— begin —

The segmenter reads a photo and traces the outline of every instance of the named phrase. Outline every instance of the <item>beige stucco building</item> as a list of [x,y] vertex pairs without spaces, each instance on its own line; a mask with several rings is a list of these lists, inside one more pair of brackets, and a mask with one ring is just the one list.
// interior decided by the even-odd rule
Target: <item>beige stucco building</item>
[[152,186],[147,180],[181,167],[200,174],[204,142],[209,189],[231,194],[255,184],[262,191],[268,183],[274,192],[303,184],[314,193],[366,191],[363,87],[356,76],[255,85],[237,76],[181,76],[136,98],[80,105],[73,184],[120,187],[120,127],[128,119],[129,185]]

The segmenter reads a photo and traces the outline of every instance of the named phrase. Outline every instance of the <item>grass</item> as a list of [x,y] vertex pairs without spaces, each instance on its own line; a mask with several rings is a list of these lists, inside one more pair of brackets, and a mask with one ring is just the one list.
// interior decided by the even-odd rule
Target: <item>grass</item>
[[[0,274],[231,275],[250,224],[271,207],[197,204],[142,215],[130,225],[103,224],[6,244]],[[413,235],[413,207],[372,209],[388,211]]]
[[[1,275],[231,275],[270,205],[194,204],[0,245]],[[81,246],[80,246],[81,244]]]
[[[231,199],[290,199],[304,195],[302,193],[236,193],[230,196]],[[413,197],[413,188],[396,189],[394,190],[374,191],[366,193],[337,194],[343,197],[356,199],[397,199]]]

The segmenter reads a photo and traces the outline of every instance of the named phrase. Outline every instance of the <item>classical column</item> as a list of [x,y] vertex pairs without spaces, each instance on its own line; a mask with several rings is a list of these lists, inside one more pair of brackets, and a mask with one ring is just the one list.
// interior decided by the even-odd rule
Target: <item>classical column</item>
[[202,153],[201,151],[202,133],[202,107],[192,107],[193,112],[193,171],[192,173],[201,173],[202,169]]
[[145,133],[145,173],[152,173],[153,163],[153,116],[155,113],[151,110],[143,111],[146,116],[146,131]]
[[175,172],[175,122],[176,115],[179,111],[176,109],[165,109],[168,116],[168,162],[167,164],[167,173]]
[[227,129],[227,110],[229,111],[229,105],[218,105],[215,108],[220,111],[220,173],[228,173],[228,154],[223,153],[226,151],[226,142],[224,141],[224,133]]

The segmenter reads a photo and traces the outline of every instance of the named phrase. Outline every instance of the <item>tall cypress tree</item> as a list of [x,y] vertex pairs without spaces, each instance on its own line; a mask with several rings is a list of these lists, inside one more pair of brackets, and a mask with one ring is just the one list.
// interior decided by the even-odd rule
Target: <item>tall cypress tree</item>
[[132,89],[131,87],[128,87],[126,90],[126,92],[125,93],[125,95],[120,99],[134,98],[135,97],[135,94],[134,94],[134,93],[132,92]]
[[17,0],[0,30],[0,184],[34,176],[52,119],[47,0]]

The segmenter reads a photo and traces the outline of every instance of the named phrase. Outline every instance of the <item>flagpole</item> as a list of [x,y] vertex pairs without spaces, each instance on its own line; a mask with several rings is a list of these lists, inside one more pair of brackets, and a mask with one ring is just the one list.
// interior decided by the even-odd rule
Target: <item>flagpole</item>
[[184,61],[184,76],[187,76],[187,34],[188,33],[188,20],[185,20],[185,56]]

— end —
— begin —

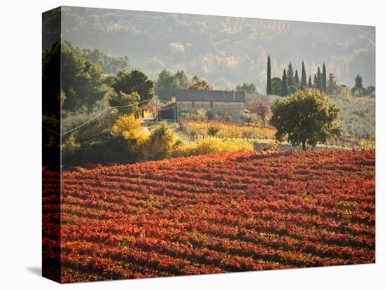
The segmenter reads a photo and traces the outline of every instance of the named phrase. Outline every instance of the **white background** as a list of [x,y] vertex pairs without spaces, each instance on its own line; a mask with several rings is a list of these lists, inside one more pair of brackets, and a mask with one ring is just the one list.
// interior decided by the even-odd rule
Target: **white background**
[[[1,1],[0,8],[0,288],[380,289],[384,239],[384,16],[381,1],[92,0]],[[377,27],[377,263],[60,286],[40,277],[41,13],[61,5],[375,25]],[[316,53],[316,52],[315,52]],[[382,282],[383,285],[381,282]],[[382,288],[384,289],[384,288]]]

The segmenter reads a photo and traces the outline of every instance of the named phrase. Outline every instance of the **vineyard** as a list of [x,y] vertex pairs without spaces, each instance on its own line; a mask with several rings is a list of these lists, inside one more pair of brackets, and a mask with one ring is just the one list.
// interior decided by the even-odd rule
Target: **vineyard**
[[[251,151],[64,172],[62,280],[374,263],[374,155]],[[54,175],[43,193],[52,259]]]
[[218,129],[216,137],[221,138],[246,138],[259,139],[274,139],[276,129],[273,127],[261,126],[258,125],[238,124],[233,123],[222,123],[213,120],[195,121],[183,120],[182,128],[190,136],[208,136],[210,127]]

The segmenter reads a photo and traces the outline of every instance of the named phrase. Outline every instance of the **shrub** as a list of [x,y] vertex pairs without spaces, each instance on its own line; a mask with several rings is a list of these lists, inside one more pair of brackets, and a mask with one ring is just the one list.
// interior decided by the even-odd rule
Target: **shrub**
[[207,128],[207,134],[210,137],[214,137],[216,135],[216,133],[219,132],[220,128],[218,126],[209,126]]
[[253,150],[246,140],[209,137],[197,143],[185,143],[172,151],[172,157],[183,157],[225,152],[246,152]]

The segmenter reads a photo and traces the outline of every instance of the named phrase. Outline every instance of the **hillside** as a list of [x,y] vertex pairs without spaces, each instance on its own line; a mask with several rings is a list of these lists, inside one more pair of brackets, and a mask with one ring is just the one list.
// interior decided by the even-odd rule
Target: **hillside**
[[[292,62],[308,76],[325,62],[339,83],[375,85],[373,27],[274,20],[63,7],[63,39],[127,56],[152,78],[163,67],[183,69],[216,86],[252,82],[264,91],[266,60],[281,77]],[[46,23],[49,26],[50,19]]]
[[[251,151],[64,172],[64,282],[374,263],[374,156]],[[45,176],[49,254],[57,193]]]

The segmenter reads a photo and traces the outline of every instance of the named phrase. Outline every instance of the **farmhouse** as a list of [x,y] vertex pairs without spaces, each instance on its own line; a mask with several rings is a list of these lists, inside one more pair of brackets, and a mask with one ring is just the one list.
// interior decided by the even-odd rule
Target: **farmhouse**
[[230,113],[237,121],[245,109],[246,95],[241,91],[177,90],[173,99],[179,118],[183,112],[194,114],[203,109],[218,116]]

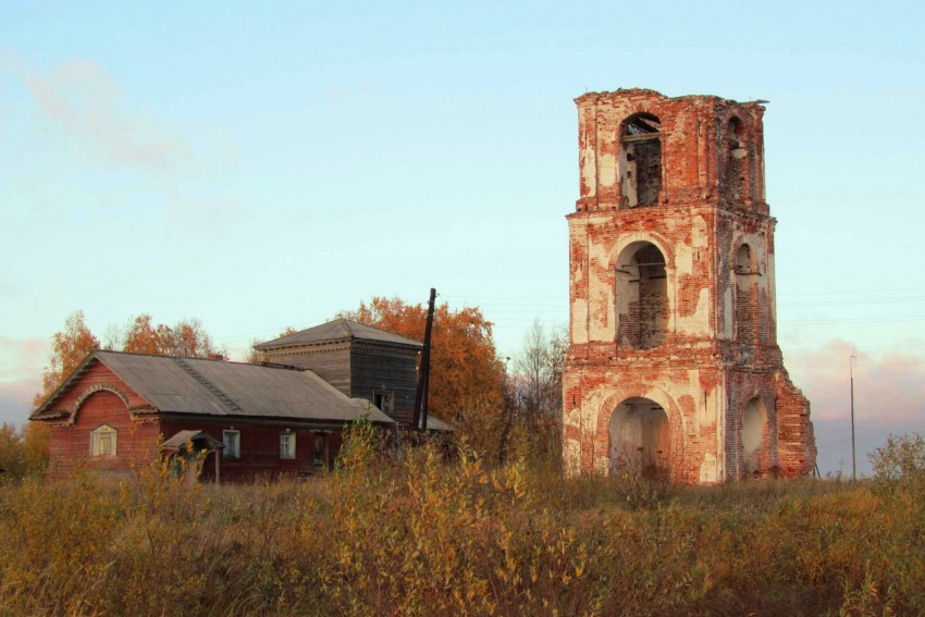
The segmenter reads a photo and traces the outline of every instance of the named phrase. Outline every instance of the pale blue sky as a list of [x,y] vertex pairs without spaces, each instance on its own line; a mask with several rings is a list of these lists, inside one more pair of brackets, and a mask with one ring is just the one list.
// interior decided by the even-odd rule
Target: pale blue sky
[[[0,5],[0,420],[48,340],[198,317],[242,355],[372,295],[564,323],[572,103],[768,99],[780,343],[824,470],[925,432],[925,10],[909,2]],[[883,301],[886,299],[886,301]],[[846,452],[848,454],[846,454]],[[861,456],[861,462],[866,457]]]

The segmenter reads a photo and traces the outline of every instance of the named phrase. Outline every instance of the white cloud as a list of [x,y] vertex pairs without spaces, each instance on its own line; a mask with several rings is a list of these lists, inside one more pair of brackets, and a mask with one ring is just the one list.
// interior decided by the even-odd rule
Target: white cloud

— end —
— begin —

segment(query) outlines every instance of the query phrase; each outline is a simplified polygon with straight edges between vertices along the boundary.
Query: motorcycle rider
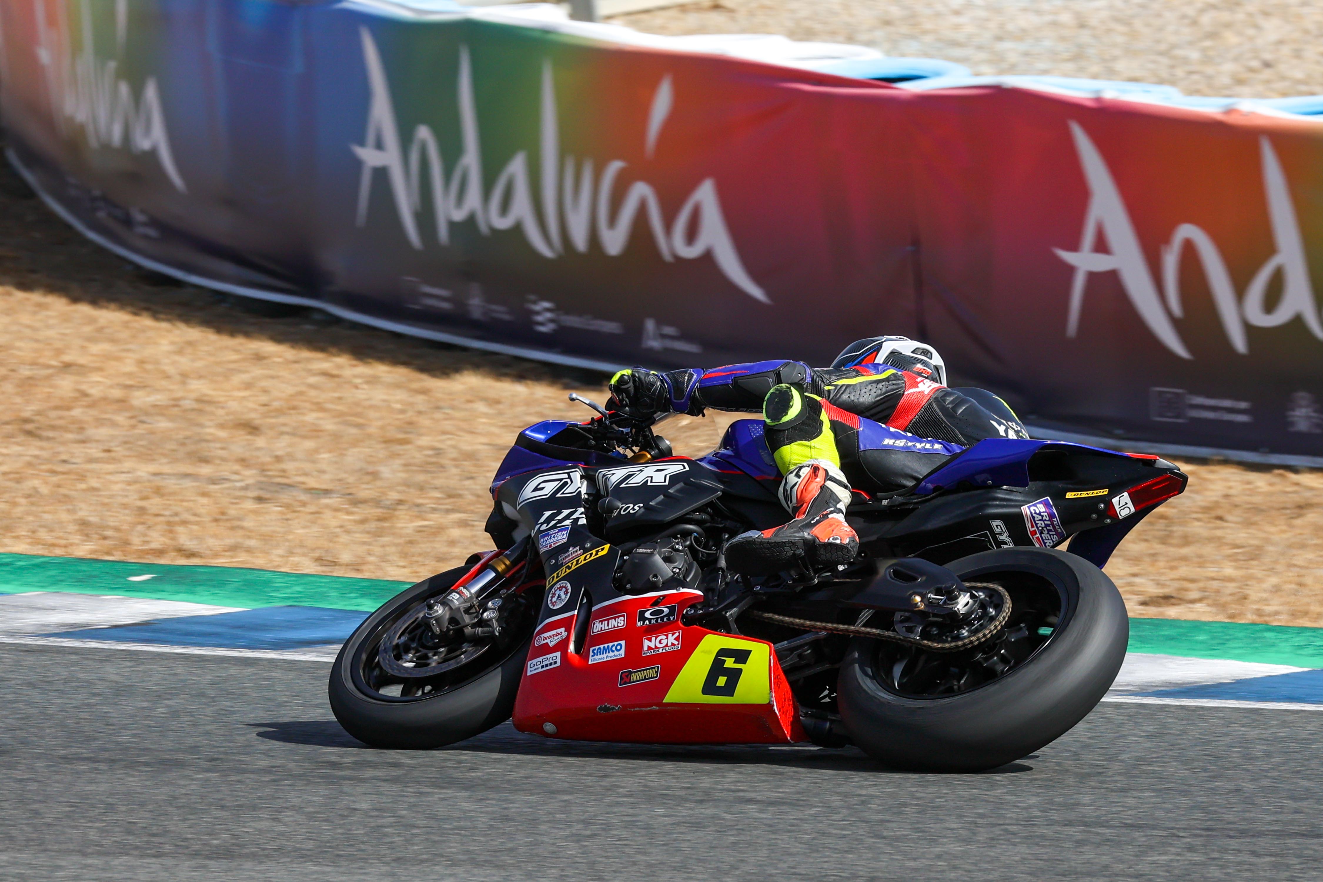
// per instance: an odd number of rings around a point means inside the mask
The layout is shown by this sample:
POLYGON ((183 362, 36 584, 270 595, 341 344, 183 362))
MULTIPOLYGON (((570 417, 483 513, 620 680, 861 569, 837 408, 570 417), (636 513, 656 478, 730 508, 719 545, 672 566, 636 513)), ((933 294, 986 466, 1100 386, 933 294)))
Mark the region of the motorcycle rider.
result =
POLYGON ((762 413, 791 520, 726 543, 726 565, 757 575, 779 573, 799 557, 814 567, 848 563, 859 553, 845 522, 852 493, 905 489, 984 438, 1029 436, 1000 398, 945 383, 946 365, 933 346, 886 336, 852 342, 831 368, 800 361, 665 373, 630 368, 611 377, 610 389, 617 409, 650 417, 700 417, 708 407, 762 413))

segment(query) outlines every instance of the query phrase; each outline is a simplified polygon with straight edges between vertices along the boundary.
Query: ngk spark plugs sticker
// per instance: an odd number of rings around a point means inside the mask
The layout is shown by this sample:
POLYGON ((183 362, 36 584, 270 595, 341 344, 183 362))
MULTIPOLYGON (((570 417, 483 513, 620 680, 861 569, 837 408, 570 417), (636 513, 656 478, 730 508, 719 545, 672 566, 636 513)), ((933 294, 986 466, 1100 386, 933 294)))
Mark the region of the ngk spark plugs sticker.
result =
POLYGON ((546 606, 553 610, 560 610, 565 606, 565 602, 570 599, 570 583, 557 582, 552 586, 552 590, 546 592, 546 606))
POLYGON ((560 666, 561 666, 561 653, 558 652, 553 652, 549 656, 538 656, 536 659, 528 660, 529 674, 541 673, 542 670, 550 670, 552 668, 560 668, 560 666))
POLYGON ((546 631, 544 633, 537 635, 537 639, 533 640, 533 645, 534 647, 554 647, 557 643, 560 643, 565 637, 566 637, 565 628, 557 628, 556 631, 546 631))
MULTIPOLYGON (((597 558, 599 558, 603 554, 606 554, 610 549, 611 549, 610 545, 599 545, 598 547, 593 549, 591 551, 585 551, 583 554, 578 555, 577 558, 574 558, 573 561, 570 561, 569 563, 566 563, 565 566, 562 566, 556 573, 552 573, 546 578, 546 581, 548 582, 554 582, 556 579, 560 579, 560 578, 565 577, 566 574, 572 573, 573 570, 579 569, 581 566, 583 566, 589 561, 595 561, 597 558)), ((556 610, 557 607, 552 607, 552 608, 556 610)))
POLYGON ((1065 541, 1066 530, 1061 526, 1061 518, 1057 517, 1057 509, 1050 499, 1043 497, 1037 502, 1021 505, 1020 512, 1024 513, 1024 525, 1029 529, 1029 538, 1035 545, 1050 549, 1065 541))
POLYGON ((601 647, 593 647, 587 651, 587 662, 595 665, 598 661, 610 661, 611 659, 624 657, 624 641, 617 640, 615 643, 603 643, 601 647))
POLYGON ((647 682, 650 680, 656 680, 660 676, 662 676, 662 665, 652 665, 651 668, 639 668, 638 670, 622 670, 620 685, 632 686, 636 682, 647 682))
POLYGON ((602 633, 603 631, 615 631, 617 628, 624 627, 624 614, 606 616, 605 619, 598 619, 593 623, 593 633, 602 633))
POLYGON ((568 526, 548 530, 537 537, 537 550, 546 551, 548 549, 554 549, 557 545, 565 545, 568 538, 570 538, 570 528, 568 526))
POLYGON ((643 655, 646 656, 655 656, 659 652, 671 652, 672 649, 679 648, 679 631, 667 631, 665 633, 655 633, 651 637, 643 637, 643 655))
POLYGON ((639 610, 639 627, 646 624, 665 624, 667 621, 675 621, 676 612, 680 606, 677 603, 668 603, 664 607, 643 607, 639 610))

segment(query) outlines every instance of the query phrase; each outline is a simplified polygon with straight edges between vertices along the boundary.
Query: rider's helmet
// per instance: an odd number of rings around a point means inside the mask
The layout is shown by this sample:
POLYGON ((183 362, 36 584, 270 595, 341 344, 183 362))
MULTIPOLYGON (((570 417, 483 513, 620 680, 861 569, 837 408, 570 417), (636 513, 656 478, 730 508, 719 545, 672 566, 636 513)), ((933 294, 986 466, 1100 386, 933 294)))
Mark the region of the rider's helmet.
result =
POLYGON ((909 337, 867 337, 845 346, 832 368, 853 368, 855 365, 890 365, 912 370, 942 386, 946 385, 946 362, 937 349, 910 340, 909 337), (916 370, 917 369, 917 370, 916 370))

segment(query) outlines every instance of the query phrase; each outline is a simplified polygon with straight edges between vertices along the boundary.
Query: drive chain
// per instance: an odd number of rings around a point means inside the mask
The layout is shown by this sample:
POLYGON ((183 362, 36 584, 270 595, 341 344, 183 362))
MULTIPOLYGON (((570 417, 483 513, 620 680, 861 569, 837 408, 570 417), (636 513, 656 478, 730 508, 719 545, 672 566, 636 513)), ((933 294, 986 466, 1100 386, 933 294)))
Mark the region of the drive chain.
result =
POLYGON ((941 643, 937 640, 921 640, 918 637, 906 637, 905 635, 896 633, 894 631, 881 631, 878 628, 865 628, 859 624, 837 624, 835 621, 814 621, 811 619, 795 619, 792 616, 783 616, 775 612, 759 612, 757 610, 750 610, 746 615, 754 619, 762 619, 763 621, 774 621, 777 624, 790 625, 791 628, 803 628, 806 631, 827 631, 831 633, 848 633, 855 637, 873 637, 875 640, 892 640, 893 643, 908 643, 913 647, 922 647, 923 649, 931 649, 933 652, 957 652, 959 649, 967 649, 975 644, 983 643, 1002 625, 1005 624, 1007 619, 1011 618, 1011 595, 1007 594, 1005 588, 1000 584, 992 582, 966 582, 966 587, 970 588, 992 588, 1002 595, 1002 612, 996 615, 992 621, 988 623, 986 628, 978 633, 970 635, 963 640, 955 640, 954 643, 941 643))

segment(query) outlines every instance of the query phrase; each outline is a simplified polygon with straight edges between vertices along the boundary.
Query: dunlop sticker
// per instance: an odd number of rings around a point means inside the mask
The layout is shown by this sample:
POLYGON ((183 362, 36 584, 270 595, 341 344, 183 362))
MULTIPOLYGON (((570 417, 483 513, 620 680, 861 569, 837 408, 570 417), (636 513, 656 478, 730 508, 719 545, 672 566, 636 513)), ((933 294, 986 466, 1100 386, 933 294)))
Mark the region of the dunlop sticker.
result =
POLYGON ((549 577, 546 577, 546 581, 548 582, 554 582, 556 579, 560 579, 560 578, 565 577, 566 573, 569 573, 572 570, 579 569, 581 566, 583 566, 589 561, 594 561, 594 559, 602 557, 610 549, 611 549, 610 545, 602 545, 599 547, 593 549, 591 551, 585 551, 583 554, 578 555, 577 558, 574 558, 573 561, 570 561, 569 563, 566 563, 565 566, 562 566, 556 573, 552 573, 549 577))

— end —

Requirements →
Turn the lines above, from the line containing "of the <item>beige" through the line containing "Target: <item>beige stucco building</item>", inclusive, into a JSON list of strings with one string per line, leaving out blank lines.

Exercise solution →
[
  "The segmenter reads a photo and traces the outline of every instance of the named phrase. Outline every instance of the <item>beige stucco building</item> as a list of [x,y] vertex pairs without spaces, each instance on its own line; a mask with several rings is a list of these lists, inside one more pair of brackets, and a mask with one ring is just the one list.",
  "// interior decided by the even-odd rule",
  "Target: <item>beige stucco building</item>"
]